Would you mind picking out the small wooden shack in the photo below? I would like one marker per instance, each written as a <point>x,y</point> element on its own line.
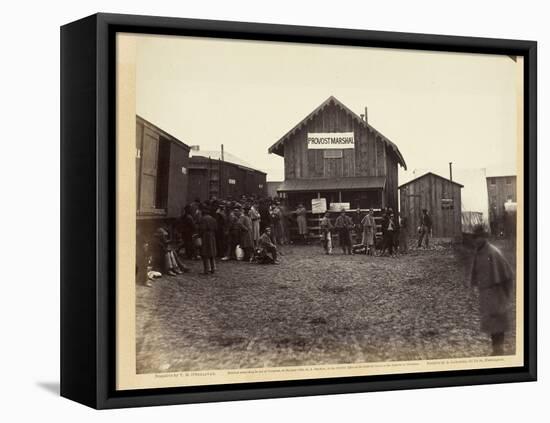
<point>501,190</point>
<point>335,154</point>
<point>222,175</point>
<point>162,163</point>
<point>441,197</point>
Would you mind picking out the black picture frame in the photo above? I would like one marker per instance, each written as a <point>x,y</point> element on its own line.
<point>88,209</point>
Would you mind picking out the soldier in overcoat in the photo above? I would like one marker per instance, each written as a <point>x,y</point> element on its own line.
<point>494,279</point>
<point>207,232</point>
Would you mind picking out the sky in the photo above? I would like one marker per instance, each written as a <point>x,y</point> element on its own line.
<point>436,107</point>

----

**Exercise:**
Copy the records above exactly. The pictures are not part of the copy.

**Exercise output:**
Would you mind picking out the small wooden shack in the photo below? I would like one marker per instance, each written as a <point>x,y</point> element on its own line.
<point>501,190</point>
<point>335,154</point>
<point>222,175</point>
<point>162,163</point>
<point>441,197</point>
Would you mind picking out the black picture frame in the photo above? I would like one marker per instance, each written as a <point>x,y</point> element on its own line.
<point>88,209</point>
Would you mind picking out the soldier in overcoat in the photo above? I would like one marker per instance, each written as a <point>x,y</point> element on its own line.
<point>494,279</point>
<point>207,232</point>
Would you mind picking out the sky in the photo above? I would like one marker per instance, each written as a <point>x,y</point> element on its own line.
<point>436,107</point>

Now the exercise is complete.